## Texto de estudio:

Por Mónica Muñoz |

No sé ustedes, pero yo estoy convencida de que uno de los amores más fuertes y perdurables, luego del de los padres, es el de los hermanos.  Po supuesto, quien no los tiene, de alguna manera suple este cariño con el de amigos muy cercanos, que con frecuencia se convierten en la familia que uno mismo elige.

Sin embargo, el amor fraterno es un don maravilloso que el mismo Jesucristo quiso experimentar al llamarnos “hermanos”, debido a nuestra filiación divina, pues somos hechos hijos de Dios gracias al bautismo.

Por eso, cada vez que me reúno con mis hermanos, siento que tengo un gran apoyo y afinidad con tres hombres que han nacido, como yo, de los mismos progenitores, y que, además, somos completamente distintos.  Debo mencionar que no tengo hermanas, situación que he lamentado muchas veces porque no pude compartir los primeros años de mi vida con alguien de mi género, pero eso no fue impedimento para llevar una buena relación con los tres varones que Dios quiso darme como compañeros de infancia y adolescencia.

## Información extraída:
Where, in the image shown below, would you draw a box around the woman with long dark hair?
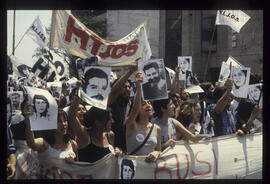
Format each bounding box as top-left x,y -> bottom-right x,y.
125,73 -> 161,162
68,80 -> 122,162
23,104 -> 78,160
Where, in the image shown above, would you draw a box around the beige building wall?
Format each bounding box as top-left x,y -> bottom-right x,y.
107,10 -> 263,80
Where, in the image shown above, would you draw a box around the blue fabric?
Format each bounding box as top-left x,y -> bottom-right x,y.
208,104 -> 236,136
7,122 -> 16,157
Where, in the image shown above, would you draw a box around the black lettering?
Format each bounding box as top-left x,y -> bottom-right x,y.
31,58 -> 49,79
54,61 -> 65,75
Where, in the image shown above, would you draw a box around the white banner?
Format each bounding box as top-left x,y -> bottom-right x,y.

## Detalles del ejercicio:
Convierte en una lista breve el párrafo del texto sobre el amor entre hermanos que empieza con «Por eso, cada vez que me reúno», sin perder sus datos principales. Responde basándote solo en el texto.

## Tu respuesta:
- Al reunirse con sus hermanos, la autora siente un gran apoyo y afinidad con ellos.
- Son tres hombres nacidos de los mismos padres que ella, y todos son completamente distintos.
- No tiene hermanas. Lo ha lamentado muchas veces porque no pudo compartir sus primeros años con alguien de su género.
- Eso no le impidió llevar una buena relación con los tres varones que fueron sus compañeros de infancia y adolescencia.